_PROMPT_
Reproduce the closing part of the entries exactly: the line with "of the fade" and all lines after it, ending with the last line, and nothing else.

_Pointing records_
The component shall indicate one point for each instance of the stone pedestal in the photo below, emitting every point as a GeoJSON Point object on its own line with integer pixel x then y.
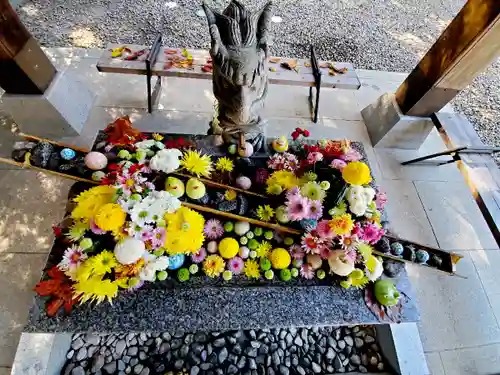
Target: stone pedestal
{"type": "Point", "coordinates": [388, 127]}
{"type": "Point", "coordinates": [60, 112]}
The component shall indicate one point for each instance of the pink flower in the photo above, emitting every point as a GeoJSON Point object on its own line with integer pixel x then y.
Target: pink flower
{"type": "Point", "coordinates": [324, 230]}
{"type": "Point", "coordinates": [352, 155]}
{"type": "Point", "coordinates": [95, 229]}
{"type": "Point", "coordinates": [310, 243]}
{"type": "Point", "coordinates": [199, 256]}
{"type": "Point", "coordinates": [306, 271]}
{"type": "Point", "coordinates": [315, 210]}
{"type": "Point", "coordinates": [296, 252]}
{"type": "Point", "coordinates": [371, 233]}
{"type": "Point", "coordinates": [297, 208]}
{"type": "Point", "coordinates": [338, 164]}
{"type": "Point", "coordinates": [159, 237]}
{"type": "Point", "coordinates": [213, 229]}
{"type": "Point", "coordinates": [314, 157]}
{"type": "Point", "coordinates": [380, 199]}
{"type": "Point", "coordinates": [235, 265]}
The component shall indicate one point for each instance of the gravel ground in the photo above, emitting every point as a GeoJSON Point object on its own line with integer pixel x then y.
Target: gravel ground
{"type": "Point", "coordinates": [372, 34]}
{"type": "Point", "coordinates": [326, 350]}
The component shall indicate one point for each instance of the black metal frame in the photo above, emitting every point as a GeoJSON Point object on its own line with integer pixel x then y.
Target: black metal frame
{"type": "Point", "coordinates": [150, 61]}
{"type": "Point", "coordinates": [317, 84]}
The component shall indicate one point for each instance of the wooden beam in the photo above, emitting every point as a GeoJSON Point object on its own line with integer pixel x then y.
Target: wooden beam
{"type": "Point", "coordinates": [468, 45]}
{"type": "Point", "coordinates": [24, 67]}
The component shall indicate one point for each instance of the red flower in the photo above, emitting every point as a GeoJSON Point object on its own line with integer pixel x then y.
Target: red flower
{"type": "Point", "coordinates": [60, 290]}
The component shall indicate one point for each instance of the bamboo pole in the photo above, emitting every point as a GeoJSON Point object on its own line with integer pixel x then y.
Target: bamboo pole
{"type": "Point", "coordinates": [242, 218]}
{"type": "Point", "coordinates": [222, 186]}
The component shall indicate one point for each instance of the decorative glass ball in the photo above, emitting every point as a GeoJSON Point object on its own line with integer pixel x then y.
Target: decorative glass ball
{"type": "Point", "coordinates": [96, 161]}
{"type": "Point", "coordinates": [68, 154]}
{"type": "Point", "coordinates": [176, 261]}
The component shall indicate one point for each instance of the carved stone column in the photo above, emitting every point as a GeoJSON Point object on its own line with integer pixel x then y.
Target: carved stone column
{"type": "Point", "coordinates": [239, 57]}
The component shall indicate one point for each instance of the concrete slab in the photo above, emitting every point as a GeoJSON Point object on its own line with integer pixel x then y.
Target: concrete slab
{"type": "Point", "coordinates": [18, 275]}
{"type": "Point", "coordinates": [465, 227]}
{"type": "Point", "coordinates": [455, 311]}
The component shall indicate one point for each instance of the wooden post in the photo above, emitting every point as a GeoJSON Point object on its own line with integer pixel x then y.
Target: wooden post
{"type": "Point", "coordinates": [466, 48]}
{"type": "Point", "coordinates": [24, 67]}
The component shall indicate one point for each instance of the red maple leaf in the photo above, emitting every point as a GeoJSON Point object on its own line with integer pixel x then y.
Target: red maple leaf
{"type": "Point", "coordinates": [59, 289]}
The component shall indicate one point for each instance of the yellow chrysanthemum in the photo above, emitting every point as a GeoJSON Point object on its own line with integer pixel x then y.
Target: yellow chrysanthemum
{"type": "Point", "coordinates": [96, 290]}
{"type": "Point", "coordinates": [342, 224]}
{"type": "Point", "coordinates": [224, 165]}
{"type": "Point", "coordinates": [263, 249]}
{"type": "Point", "coordinates": [213, 265]}
{"type": "Point", "coordinates": [90, 201]}
{"type": "Point", "coordinates": [265, 213]}
{"type": "Point", "coordinates": [194, 162]}
{"type": "Point", "coordinates": [230, 195]}
{"type": "Point", "coordinates": [110, 217]}
{"type": "Point", "coordinates": [184, 231]}
{"type": "Point", "coordinates": [313, 191]}
{"type": "Point", "coordinates": [286, 179]}
{"type": "Point", "coordinates": [102, 263]}
{"type": "Point", "coordinates": [252, 269]}
{"type": "Point", "coordinates": [356, 173]}
{"type": "Point", "coordinates": [77, 230]}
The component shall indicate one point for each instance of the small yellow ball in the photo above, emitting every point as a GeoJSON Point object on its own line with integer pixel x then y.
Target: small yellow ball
{"type": "Point", "coordinates": [280, 258]}
{"type": "Point", "coordinates": [228, 248]}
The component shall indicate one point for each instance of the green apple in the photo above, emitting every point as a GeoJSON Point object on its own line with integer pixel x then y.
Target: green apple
{"type": "Point", "coordinates": [195, 189]}
{"type": "Point", "coordinates": [174, 186]}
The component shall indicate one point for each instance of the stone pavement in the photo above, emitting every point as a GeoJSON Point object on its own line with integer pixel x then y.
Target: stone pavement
{"type": "Point", "coordinates": [459, 329]}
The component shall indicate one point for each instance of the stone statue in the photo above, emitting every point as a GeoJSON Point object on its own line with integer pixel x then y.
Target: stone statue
{"type": "Point", "coordinates": [239, 57]}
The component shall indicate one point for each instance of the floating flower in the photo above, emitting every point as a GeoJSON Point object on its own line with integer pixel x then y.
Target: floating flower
{"type": "Point", "coordinates": [194, 162]}
{"type": "Point", "coordinates": [314, 157]}
{"type": "Point", "coordinates": [199, 256]}
{"type": "Point", "coordinates": [213, 229]}
{"type": "Point", "coordinates": [158, 238]}
{"type": "Point", "coordinates": [230, 195]}
{"type": "Point", "coordinates": [297, 252]}
{"type": "Point", "coordinates": [380, 199]}
{"type": "Point", "coordinates": [286, 179]}
{"type": "Point", "coordinates": [102, 263]}
{"type": "Point", "coordinates": [356, 173]}
{"type": "Point", "coordinates": [324, 230]}
{"type": "Point", "coordinates": [72, 258]}
{"type": "Point", "coordinates": [351, 155]}
{"type": "Point", "coordinates": [265, 213]}
{"type": "Point", "coordinates": [306, 271]}
{"type": "Point", "coordinates": [298, 208]}
{"type": "Point", "coordinates": [166, 160]}
{"type": "Point", "coordinates": [184, 231]}
{"type": "Point", "coordinates": [252, 269]}
{"type": "Point", "coordinates": [313, 191]}
{"type": "Point", "coordinates": [95, 289]}
{"type": "Point", "coordinates": [310, 243]}
{"type": "Point", "coordinates": [315, 210]}
{"type": "Point", "coordinates": [90, 201]}
{"type": "Point", "coordinates": [213, 266]}
{"type": "Point", "coordinates": [342, 224]}
{"type": "Point", "coordinates": [263, 249]}
{"type": "Point", "coordinates": [235, 265]}
{"type": "Point", "coordinates": [338, 164]}
{"type": "Point", "coordinates": [110, 217]}
{"type": "Point", "coordinates": [224, 164]}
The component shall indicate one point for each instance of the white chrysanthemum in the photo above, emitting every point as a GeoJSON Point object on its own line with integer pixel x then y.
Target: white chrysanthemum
{"type": "Point", "coordinates": [166, 160]}
{"type": "Point", "coordinates": [129, 251]}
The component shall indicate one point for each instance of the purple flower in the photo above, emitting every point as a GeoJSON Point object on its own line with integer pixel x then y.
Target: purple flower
{"type": "Point", "coordinates": [199, 256]}
{"type": "Point", "coordinates": [235, 265]}
{"type": "Point", "coordinates": [338, 164]}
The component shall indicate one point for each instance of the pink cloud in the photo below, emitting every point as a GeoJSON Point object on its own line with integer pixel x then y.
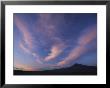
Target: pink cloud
{"type": "Point", "coordinates": [21, 45]}
{"type": "Point", "coordinates": [80, 49]}
{"type": "Point", "coordinates": [22, 26]}
{"type": "Point", "coordinates": [55, 51]}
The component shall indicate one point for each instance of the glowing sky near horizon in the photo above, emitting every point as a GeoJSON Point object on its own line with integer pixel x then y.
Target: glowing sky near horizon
{"type": "Point", "coordinates": [54, 40]}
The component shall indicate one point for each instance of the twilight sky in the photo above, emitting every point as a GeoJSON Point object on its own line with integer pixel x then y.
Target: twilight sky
{"type": "Point", "coordinates": [54, 40]}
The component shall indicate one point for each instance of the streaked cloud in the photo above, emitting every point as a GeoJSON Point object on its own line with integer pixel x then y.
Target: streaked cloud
{"type": "Point", "coordinates": [22, 26]}
{"type": "Point", "coordinates": [55, 51]}
{"type": "Point", "coordinates": [84, 40]}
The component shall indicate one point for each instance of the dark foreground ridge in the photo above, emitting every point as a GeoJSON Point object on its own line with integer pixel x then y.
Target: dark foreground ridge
{"type": "Point", "coordinates": [77, 69]}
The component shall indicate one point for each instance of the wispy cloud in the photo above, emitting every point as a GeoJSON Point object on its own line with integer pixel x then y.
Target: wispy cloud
{"type": "Point", "coordinates": [22, 26]}
{"type": "Point", "coordinates": [80, 49]}
{"type": "Point", "coordinates": [55, 51]}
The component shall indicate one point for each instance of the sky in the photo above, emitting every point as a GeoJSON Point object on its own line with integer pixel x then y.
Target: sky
{"type": "Point", "coordinates": [45, 41]}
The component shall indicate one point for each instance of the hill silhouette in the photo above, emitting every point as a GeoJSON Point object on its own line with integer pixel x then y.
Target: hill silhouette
{"type": "Point", "coordinates": [76, 69]}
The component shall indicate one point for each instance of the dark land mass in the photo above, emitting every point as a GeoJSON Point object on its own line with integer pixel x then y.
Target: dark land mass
{"type": "Point", "coordinates": [77, 69]}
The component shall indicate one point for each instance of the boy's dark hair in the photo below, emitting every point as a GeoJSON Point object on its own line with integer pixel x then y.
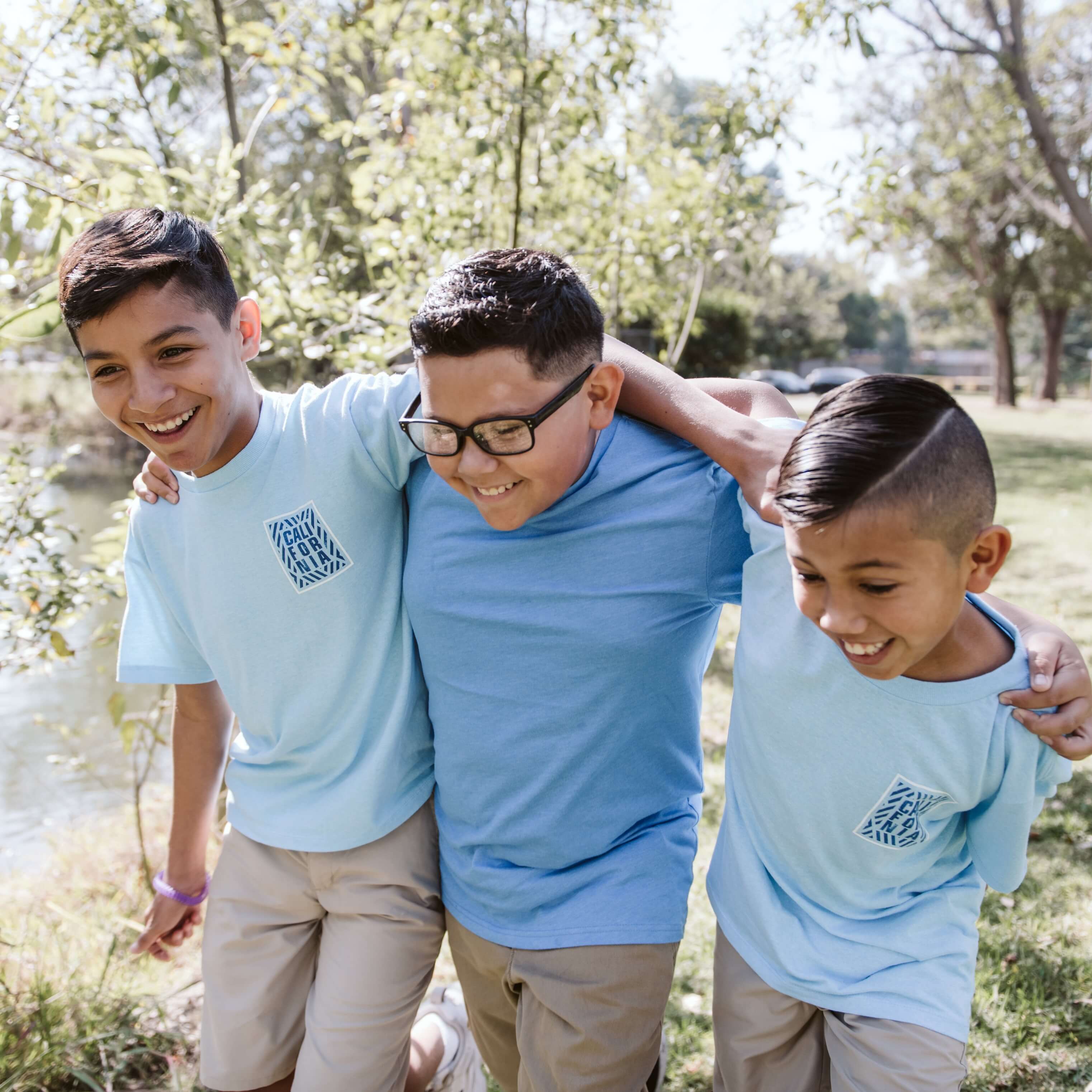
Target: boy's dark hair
{"type": "Point", "coordinates": [524, 299]}
{"type": "Point", "coordinates": [126, 250]}
{"type": "Point", "coordinates": [893, 440]}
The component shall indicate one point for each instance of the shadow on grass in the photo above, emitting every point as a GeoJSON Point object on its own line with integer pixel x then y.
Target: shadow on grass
{"type": "Point", "coordinates": [1043, 465]}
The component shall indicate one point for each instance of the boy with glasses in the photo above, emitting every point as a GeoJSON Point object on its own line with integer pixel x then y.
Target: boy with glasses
{"type": "Point", "coordinates": [565, 617]}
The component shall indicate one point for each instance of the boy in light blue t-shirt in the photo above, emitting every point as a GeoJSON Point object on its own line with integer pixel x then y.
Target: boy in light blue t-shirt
{"type": "Point", "coordinates": [870, 804]}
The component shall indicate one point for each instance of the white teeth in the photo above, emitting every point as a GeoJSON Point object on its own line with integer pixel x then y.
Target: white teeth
{"type": "Point", "coordinates": [863, 650]}
{"type": "Point", "coordinates": [169, 425]}
{"type": "Point", "coordinates": [496, 491]}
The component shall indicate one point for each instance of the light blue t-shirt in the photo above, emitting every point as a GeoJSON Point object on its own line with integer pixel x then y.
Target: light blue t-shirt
{"type": "Point", "coordinates": [564, 663]}
{"type": "Point", "coordinates": [862, 818]}
{"type": "Point", "coordinates": [280, 577]}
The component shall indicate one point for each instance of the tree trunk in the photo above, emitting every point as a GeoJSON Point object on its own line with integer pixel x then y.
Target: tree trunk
{"type": "Point", "coordinates": [1054, 326]}
{"type": "Point", "coordinates": [1005, 373]}
{"type": "Point", "coordinates": [233, 116]}
{"type": "Point", "coordinates": [523, 130]}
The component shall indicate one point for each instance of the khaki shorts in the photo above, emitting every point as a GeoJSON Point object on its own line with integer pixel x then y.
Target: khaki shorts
{"type": "Point", "coordinates": [317, 963]}
{"type": "Point", "coordinates": [565, 1019]}
{"type": "Point", "coordinates": [768, 1042]}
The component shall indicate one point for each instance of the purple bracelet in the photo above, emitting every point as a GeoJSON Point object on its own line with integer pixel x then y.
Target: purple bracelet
{"type": "Point", "coordinates": [187, 900]}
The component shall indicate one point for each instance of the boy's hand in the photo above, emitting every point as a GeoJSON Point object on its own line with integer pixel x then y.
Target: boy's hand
{"type": "Point", "coordinates": [156, 480]}
{"type": "Point", "coordinates": [1059, 677]}
{"type": "Point", "coordinates": [166, 922]}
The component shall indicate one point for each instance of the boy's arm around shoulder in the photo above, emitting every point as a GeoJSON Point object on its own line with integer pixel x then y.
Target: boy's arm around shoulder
{"type": "Point", "coordinates": [725, 426]}
{"type": "Point", "coordinates": [1028, 772]}
{"type": "Point", "coordinates": [1060, 679]}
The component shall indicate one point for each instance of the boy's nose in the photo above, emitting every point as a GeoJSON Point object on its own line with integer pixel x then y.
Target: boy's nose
{"type": "Point", "coordinates": [842, 620]}
{"type": "Point", "coordinates": [474, 461]}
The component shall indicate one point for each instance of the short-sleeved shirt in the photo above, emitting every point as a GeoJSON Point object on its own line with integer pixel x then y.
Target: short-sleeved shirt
{"type": "Point", "coordinates": [280, 577]}
{"type": "Point", "coordinates": [564, 663]}
{"type": "Point", "coordinates": [863, 817]}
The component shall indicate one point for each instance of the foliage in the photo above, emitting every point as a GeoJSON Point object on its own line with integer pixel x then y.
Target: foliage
{"type": "Point", "coordinates": [42, 591]}
{"type": "Point", "coordinates": [383, 141]}
{"type": "Point", "coordinates": [720, 342]}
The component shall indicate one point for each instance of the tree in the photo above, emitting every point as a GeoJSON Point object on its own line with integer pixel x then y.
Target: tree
{"type": "Point", "coordinates": [1052, 79]}
{"type": "Point", "coordinates": [940, 187]}
{"type": "Point", "coordinates": [349, 152]}
{"type": "Point", "coordinates": [1061, 279]}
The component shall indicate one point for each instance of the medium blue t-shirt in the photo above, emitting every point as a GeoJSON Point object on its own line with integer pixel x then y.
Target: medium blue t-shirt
{"type": "Point", "coordinates": [564, 663]}
{"type": "Point", "coordinates": [280, 577]}
{"type": "Point", "coordinates": [863, 817]}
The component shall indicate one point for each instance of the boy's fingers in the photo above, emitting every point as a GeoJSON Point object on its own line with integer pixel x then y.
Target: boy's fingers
{"type": "Point", "coordinates": [1042, 668]}
{"type": "Point", "coordinates": [1075, 747]}
{"type": "Point", "coordinates": [1069, 718]}
{"type": "Point", "coordinates": [143, 493]}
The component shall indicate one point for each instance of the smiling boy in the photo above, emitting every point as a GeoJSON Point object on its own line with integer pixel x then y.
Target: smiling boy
{"type": "Point", "coordinates": [275, 592]}
{"type": "Point", "coordinates": [870, 805]}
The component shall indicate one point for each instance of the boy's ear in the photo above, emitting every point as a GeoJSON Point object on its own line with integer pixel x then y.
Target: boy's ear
{"type": "Point", "coordinates": [248, 321]}
{"type": "Point", "coordinates": [988, 554]}
{"type": "Point", "coordinates": [604, 386]}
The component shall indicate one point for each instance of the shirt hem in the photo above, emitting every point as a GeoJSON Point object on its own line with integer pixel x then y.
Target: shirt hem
{"type": "Point", "coordinates": [578, 937]}
{"type": "Point", "coordinates": [178, 676]}
{"type": "Point", "coordinates": [840, 1003]}
{"type": "Point", "coordinates": [328, 845]}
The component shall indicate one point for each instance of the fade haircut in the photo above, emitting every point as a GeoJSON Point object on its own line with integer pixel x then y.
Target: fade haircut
{"type": "Point", "coordinates": [126, 250]}
{"type": "Point", "coordinates": [888, 441]}
{"type": "Point", "coordinates": [529, 301]}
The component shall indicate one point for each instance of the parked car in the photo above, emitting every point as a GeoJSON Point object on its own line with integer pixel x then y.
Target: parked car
{"type": "Point", "coordinates": [788, 383]}
{"type": "Point", "coordinates": [823, 380]}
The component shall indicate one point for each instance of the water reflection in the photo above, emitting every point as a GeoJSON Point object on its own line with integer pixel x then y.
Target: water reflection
{"type": "Point", "coordinates": [42, 786]}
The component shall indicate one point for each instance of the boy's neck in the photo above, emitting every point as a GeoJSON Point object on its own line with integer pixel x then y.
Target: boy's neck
{"type": "Point", "coordinates": [242, 434]}
{"type": "Point", "coordinates": [974, 646]}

_RESPONSE_
The component shall indicate one point for each instance of the fade haircut in the photo above, emitting every point as a GeoJSON Point object on its own line with integer pixel x then y.
Target: fade haircut
{"type": "Point", "coordinates": [126, 250]}
{"type": "Point", "coordinates": [888, 441]}
{"type": "Point", "coordinates": [529, 301]}
The component shall indicate one point for each instance of the parked car in the photo above, emitting every point as a GeoJSON Point object on its own line with integer pixel x then y.
Target: parked car
{"type": "Point", "coordinates": [788, 383]}
{"type": "Point", "coordinates": [823, 380]}
The component shall indicate one point for each instance of the water reflection in the photo above, emitting every point as a GeoJSON Point object on its own line with integer pixel x then y.
Target: water reflection
{"type": "Point", "coordinates": [42, 786]}
The component shall indicate one point for each instance of the boy's neck in the photo above, emitting every point as a GeoJSON Point object on its own line with integer pixel x then y.
Target: boy's neck
{"type": "Point", "coordinates": [242, 434]}
{"type": "Point", "coordinates": [974, 646]}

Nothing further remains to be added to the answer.